● Required action
The answer should hold exactly the lines of the entries below from the one containing "217L240 224L258 239L276" through the last line, both included.
==== Extracted data
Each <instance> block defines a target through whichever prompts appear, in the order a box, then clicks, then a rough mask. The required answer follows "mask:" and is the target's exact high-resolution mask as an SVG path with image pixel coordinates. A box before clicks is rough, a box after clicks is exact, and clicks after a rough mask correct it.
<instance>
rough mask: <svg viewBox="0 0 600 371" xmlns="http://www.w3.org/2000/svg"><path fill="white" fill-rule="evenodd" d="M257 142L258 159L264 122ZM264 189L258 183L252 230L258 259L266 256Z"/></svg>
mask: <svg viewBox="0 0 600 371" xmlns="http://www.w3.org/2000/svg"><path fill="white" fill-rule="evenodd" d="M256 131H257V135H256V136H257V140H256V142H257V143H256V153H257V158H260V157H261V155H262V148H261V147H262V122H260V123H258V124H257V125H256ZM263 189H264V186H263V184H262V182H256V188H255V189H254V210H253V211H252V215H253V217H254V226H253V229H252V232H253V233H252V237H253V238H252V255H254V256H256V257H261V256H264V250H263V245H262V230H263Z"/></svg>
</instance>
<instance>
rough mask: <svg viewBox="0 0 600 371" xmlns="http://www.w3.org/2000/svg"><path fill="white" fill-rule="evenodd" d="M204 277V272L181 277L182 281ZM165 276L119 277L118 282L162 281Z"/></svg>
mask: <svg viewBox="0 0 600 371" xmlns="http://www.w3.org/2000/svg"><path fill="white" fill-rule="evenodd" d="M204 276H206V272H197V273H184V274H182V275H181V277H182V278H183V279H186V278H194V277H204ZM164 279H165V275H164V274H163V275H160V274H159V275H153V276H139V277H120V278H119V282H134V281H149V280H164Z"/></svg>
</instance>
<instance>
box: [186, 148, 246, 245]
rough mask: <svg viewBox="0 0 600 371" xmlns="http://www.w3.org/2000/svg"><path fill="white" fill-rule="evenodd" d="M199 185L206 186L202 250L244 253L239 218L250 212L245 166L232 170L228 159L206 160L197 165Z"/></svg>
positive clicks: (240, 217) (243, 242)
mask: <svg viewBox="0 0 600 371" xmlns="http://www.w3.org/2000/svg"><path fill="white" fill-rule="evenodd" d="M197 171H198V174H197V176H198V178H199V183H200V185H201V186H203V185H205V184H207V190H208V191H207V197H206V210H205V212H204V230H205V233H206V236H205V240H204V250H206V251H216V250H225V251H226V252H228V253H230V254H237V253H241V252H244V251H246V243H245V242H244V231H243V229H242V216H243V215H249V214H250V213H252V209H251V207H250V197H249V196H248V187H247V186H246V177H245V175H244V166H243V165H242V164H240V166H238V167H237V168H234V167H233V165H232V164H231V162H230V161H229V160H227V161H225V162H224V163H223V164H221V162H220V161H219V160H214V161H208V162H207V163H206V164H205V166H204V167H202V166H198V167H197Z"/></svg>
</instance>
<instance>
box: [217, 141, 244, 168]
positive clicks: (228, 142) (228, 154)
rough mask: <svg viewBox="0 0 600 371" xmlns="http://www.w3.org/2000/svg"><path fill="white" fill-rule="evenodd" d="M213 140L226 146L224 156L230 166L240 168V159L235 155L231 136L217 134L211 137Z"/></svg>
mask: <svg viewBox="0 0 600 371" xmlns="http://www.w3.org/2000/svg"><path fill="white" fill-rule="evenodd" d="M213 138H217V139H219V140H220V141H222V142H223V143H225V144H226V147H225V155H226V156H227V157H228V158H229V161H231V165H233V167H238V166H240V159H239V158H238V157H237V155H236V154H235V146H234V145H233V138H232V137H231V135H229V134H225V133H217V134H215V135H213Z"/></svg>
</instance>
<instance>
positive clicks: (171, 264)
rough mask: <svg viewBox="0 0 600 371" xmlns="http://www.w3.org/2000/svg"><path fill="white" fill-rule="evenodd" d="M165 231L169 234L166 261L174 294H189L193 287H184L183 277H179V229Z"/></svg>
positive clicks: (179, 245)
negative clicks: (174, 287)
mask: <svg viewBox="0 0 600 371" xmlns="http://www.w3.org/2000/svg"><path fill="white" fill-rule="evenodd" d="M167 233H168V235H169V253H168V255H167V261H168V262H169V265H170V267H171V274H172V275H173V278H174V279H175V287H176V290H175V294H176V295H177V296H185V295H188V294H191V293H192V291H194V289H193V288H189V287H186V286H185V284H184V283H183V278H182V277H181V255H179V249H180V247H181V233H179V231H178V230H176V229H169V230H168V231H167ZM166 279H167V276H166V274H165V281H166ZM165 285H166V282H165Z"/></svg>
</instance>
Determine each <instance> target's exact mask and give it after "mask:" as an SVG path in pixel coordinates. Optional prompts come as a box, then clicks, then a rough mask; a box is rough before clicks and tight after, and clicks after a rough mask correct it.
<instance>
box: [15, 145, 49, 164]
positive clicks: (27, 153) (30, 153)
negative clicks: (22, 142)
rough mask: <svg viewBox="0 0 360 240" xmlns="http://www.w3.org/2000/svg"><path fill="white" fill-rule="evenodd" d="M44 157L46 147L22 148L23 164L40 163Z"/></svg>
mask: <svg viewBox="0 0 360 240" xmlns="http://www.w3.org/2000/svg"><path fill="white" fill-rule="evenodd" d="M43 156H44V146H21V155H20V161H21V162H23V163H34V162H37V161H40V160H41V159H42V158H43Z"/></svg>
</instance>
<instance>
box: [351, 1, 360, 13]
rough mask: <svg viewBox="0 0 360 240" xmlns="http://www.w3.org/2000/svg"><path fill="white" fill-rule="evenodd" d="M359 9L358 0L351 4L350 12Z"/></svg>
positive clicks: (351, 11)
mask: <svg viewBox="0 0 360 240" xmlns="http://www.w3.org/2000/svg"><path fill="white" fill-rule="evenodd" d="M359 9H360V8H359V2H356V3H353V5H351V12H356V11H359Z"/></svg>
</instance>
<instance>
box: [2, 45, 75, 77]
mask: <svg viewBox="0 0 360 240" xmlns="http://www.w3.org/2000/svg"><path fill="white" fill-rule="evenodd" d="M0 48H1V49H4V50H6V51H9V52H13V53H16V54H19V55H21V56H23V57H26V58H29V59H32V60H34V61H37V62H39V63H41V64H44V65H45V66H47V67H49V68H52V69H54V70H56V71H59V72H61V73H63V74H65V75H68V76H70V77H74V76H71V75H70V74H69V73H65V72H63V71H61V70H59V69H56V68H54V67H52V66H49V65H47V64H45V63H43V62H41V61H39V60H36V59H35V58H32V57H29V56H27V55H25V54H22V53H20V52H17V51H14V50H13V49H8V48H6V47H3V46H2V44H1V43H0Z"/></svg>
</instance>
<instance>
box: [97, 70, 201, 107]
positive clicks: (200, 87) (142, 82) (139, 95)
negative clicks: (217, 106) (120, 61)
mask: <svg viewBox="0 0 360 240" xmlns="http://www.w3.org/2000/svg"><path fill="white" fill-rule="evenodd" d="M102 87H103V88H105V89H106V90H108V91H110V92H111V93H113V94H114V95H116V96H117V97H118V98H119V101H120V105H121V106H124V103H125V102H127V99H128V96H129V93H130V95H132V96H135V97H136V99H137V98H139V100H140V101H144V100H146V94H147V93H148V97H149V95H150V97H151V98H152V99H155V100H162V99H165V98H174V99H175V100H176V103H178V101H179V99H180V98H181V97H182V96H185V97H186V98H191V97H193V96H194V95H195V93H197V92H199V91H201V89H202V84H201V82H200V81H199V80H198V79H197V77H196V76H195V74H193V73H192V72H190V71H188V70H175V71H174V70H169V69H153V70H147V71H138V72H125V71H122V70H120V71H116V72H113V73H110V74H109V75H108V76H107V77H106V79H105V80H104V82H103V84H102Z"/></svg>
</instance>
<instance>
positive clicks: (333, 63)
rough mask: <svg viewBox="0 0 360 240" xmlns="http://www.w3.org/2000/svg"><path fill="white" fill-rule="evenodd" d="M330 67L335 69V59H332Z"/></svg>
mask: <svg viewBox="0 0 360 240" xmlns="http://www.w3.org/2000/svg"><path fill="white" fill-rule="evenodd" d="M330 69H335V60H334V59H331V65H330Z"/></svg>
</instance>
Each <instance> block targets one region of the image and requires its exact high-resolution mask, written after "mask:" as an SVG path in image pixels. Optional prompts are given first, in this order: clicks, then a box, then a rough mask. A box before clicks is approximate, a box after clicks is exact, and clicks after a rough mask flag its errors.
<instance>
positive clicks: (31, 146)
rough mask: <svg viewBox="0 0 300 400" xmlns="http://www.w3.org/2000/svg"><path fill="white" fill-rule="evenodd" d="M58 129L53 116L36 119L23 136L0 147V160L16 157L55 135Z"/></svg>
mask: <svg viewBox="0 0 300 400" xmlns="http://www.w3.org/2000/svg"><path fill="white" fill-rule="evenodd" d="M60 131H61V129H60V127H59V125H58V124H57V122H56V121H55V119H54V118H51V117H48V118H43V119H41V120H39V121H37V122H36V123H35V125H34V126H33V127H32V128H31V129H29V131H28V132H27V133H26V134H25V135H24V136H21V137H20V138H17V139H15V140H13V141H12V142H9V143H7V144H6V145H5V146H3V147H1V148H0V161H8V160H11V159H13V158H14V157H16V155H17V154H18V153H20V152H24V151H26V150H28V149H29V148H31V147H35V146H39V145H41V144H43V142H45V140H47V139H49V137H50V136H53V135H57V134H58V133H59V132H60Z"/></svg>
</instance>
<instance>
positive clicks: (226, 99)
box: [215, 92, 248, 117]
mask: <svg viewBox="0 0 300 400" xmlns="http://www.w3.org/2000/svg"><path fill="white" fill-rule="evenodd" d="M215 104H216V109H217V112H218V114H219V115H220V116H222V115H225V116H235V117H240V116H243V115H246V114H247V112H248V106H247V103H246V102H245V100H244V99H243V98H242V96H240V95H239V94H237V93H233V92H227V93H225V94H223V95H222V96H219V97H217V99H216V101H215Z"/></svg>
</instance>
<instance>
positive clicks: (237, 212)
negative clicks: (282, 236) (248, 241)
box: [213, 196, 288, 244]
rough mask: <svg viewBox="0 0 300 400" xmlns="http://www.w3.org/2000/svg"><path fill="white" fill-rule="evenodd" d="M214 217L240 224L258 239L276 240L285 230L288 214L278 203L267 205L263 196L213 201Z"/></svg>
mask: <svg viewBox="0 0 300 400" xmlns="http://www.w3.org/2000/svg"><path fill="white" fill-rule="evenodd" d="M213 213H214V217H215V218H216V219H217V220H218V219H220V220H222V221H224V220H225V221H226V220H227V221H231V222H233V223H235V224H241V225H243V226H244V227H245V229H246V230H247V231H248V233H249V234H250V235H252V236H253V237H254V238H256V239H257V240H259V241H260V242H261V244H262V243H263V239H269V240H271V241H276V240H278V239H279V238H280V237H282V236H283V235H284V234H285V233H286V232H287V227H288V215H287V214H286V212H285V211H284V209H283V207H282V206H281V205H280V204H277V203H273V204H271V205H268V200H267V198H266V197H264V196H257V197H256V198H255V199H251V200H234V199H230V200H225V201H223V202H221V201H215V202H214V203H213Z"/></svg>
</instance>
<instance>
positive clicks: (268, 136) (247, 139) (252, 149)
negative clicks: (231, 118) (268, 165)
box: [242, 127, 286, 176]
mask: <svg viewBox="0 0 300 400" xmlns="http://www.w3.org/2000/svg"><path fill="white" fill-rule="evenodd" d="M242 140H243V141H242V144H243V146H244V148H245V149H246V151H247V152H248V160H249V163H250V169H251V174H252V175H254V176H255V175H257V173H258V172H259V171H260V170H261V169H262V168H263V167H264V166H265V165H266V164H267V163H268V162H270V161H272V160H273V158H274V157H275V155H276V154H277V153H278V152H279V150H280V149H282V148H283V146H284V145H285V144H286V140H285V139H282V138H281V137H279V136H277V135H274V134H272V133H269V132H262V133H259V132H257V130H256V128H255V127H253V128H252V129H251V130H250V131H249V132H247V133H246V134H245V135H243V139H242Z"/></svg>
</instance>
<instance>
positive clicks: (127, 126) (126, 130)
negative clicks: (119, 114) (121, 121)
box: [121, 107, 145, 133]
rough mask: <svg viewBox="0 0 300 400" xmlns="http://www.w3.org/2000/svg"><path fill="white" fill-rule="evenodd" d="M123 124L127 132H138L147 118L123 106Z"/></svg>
========
● Task output
rough mask: <svg viewBox="0 0 300 400" xmlns="http://www.w3.org/2000/svg"><path fill="white" fill-rule="evenodd" d="M214 217L240 224L258 239L276 240L285 230L288 214L278 203L267 205L263 196L213 201Z"/></svg>
mask: <svg viewBox="0 0 300 400" xmlns="http://www.w3.org/2000/svg"><path fill="white" fill-rule="evenodd" d="M213 213H214V217H215V218H216V219H217V220H218V219H220V220H222V221H224V220H225V221H226V220H227V221H231V222H233V223H235V224H241V225H243V226H244V227H245V229H246V230H247V231H248V233H249V234H250V235H252V236H253V237H254V238H256V239H257V240H259V241H260V242H261V244H262V243H263V239H269V240H271V241H276V240H278V239H279V238H280V237H282V236H283V235H284V234H285V233H286V232H287V227H288V215H287V214H286V212H285V211H284V209H283V207H282V206H281V205H280V204H277V203H273V204H271V205H268V200H267V198H266V197H264V196H257V197H256V198H255V199H251V200H234V199H230V200H225V201H223V202H221V201H215V202H214V203H213Z"/></svg>
</instance>
<instance>
positive clicks: (268, 136) (247, 139) (252, 149)
negative clicks: (231, 118) (268, 165)
box: [242, 127, 286, 176]
mask: <svg viewBox="0 0 300 400" xmlns="http://www.w3.org/2000/svg"><path fill="white" fill-rule="evenodd" d="M242 140H243V141H242V144H243V146H244V148H245V149H246V151H247V152H248V160H249V163H250V169H251V174H252V175H254V176H255V175H257V173H258V172H259V171H260V170H261V169H262V168H263V167H264V166H265V165H266V164H267V163H268V162H270V161H272V160H273V158H274V157H275V155H276V154H277V153H278V152H279V150H280V149H282V148H283V146H284V145H285V144H286V140H285V139H282V138H281V137H279V136H277V135H274V134H272V133H269V132H262V133H259V132H257V130H256V128H255V127H253V128H252V129H251V130H250V131H249V132H247V133H246V134H245V135H243V139H242Z"/></svg>
</instance>
<instance>
positive clicks: (127, 126) (126, 130)
negative clicks: (119, 114) (121, 121)
box: [121, 107, 145, 133]
rough mask: <svg viewBox="0 0 300 400" xmlns="http://www.w3.org/2000/svg"><path fill="white" fill-rule="evenodd" d="M123 124L127 132H138L147 118L123 106Z"/></svg>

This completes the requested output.